▶ _What this exercise asks_
a. In the abstract on food remains from the Astana Cemeteries, what was the porridge made from?
b. Write what comes next in the abstract on food remains from the Astana Cemeteries, starting after its final sentence.

▶ _Passage provided_
Archaeobotanical Study of Ancient Food and Cereal Remains at the Astana Cemeteries, Xinjiang, China

  • Tao Chen, 
  • Yan Wu, 
  • Yongbing Zhang, 
  • Bo Wang, 
  • Yaowu Hu, 
  • Changsui Wang, 
  • Hongen Jiang


Starch grain, phytolith and cereal bran fragments were analyzed in order to identify the food remains including cakes, dumplings, as well as porridge unearthed at the Astana Cemeteries in Turpan of Xinjiang, China. The results suggest that the cakes were made from Triticum aestivum while the dumplings were made from Triticum aestivum, along with Setaria italica. The ingredients of the porridge remains emanated from Panicum miliaceum. Moreover, direct macrobotantical evidence of the utilization of six cereal crops, such as Triticum aestivum, Hordeum vulgare var. coeleste, Panicum miliaceum, Setaria italica, Cannabis sativa, and Oryza sativa in the Turpan region during the Jin and Tang dynasties (about 3rd to 9th centuries) is also presented. All of these cereal crops not only provided food for the survival of the indigenous people, but also spiced up their daily life.

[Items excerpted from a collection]
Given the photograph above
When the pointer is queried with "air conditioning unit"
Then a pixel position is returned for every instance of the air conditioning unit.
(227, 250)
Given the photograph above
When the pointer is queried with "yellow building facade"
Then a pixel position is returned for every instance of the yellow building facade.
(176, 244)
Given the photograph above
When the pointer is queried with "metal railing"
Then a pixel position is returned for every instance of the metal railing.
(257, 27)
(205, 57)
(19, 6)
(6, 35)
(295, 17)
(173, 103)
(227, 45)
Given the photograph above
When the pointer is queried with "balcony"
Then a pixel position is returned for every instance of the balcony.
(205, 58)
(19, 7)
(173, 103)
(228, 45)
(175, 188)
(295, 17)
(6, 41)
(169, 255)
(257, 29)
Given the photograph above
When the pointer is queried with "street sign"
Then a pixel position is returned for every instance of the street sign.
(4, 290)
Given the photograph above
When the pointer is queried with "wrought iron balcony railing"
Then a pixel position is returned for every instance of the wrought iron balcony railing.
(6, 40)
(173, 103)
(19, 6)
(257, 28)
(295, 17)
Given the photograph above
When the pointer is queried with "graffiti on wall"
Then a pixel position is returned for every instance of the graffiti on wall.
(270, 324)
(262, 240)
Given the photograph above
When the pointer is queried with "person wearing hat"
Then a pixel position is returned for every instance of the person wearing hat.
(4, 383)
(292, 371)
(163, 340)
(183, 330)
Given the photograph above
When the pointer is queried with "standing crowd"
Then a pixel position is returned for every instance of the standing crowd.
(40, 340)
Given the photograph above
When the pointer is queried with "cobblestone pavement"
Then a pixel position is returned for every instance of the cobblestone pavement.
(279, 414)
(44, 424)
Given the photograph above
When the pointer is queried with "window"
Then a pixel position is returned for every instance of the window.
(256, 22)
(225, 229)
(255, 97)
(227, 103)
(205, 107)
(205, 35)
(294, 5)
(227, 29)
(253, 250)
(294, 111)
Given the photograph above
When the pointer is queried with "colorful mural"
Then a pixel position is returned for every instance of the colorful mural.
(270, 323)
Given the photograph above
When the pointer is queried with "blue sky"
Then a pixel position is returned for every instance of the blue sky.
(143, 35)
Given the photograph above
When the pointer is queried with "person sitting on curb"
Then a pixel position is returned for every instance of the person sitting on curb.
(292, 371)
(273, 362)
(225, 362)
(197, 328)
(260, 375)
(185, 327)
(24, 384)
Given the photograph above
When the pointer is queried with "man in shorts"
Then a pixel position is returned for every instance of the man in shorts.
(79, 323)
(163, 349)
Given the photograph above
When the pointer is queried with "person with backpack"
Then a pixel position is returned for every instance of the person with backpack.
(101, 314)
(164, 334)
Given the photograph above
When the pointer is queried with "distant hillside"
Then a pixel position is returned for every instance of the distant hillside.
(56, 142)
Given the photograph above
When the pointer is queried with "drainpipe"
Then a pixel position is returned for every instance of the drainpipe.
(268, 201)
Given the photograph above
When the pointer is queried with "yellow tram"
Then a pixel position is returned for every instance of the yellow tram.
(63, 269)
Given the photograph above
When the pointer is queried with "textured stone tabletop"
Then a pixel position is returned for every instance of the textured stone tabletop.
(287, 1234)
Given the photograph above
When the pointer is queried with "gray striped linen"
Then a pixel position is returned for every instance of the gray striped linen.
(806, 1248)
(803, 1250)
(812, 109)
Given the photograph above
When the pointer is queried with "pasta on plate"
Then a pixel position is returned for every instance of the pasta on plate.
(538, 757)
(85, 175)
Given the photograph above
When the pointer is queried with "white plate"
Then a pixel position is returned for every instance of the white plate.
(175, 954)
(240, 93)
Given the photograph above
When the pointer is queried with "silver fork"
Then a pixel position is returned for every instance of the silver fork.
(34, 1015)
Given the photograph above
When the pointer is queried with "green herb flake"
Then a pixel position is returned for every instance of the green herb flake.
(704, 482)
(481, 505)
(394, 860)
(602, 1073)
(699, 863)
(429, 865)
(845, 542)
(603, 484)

▶ _Answers to the exercise_
a. Panicum miliaceum.

b.
Revealing what our ancestors ingested has been and is still such a fascinating quest for both archaeologists and the general public. In most cases, animal remains, plant macrofossils, and food residues are often regular materials for palaeodietary investigation [1][3]. In addition, stable isotope and trace element analysis of human bone can also enhance our understanding of ancient foods [4], [5]. Unlike other materials, the information gleaned by food remains is far more straightforward. Nevertheless, due to poor conditions of preservation, food remains are rarely encountered in archaeological excavations. The Turpan Basin of Xinjiang, China, is characterized by a dry climate, which has favored the preservation and prevented the decay of numerous mummies as well as plant and food remains. For example, a number of significant plant remains, e.g., Triticum aestivum, Hordeum vulgare var. coeleste, Panicum miliaceum, Cannabis sativa, Lithospermum officinale, Capparis spinosa, Vitis vinifera, etc., have been well studied over the past several years [6][10]. Processed food like noodles and cakes have been occasionally discovered at archaeological sites, such as the Subeixi Site [11], and the Sampula and Yingpan Cemeteries [12], [13]. This kind of physical evidence provides opportunities to trace the vegetation patterns, palaeodiet and plant utilization among the ancient indigenous people of Xinjiang. However, aside from the ancient noodles and cakes unearthed at the Subeixi site [14], to date, the overwhelming majority of food remains have not been scientifically analyzed.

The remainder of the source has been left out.